• [Your instructions]:
Please copy the records word for word, starting with their first line and going on through the line that contains "<point>64,139</point>", including that line.

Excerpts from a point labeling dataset
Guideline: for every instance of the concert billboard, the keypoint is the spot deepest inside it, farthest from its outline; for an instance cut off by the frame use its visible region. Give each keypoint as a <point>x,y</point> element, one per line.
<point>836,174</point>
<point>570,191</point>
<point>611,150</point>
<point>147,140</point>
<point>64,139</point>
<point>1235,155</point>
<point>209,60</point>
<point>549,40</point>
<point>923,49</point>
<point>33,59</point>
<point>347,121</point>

• [Result]:
Guideline: for every instance of the concert billboard, the keypoint is the spot deepest inside it, farthest from its outline; for an instance cut off by the frame use its visible region. Give each keypoint as a <point>x,y</point> element, one per line.
<point>836,174</point>
<point>570,191</point>
<point>611,150</point>
<point>147,140</point>
<point>64,139</point>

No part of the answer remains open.